PROBLEM DESCRIPTION:
Rewrite all the items below in full, requests included. Raise every polygon coordinate in the outline answers by 9, and leave the numbers in the requests and their format samples unchanged.

>> START

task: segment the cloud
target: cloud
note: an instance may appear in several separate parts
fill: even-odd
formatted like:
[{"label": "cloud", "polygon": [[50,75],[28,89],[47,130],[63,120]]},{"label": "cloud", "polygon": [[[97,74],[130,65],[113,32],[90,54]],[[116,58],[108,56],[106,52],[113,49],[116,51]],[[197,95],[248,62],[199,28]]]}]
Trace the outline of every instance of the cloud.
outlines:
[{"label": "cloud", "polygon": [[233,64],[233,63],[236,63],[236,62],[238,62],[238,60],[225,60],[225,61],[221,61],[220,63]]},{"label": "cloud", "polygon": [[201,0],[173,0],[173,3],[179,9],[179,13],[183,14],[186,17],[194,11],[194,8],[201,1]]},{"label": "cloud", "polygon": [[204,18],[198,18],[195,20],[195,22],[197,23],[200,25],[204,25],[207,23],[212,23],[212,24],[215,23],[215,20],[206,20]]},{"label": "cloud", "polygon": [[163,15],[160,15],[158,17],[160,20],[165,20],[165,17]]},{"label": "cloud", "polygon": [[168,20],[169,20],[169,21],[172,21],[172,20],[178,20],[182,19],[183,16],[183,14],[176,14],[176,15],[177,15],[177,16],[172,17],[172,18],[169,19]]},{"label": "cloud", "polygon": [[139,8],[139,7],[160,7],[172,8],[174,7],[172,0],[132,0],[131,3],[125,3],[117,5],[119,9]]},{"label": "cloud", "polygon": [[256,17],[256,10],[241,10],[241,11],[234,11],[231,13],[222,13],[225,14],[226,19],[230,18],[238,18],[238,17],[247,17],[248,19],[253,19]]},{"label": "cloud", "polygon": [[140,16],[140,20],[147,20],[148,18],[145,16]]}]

>> END

FINAL ANSWER:
task: segment the cloud
target: cloud
note: an instance may appear in several separate parts
fill: even-odd
formatted like:
[{"label": "cloud", "polygon": [[50,75],[28,89],[47,130],[63,120]]},{"label": "cloud", "polygon": [[[97,74],[130,65],[113,32],[90,54]],[[116,58],[108,56],[106,52],[113,49],[116,51]],[[197,95],[248,62],[199,28]]]}]
Trace the outline of every instance of the cloud.
outlines:
[{"label": "cloud", "polygon": [[242,73],[242,72],[245,72],[245,71],[247,71],[247,69],[234,69],[234,70],[230,70],[229,72]]},{"label": "cloud", "polygon": [[210,9],[182,9],[182,12],[188,18],[188,22],[192,23],[195,26],[203,20],[203,17],[210,10]]},{"label": "cloud", "polygon": [[213,27],[207,27],[204,29],[204,31],[206,32],[209,34],[213,34],[216,32],[221,32],[221,33],[224,32],[224,29],[215,29]]},{"label": "cloud", "polygon": [[172,24],[169,24],[167,26],[169,29],[174,29],[174,26]]},{"label": "cloud", "polygon": [[177,29],[178,29],[178,30],[181,30],[181,29],[187,29],[191,28],[192,25],[192,23],[185,23],[185,24],[186,24],[186,25],[181,26],[181,27],[178,28]]},{"label": "cloud", "polygon": [[148,17],[148,16],[169,16],[181,17],[183,16],[181,9],[141,9],[140,12],[134,12],[126,14],[128,18]]},{"label": "cloud", "polygon": [[265,26],[265,19],[250,19],[250,20],[243,20],[240,22],[231,22],[234,23],[235,28],[239,27],[247,27],[247,26],[256,26],[257,28],[262,28]]},{"label": "cloud", "polygon": [[149,25],[149,29],[156,29],[157,27],[154,25]]}]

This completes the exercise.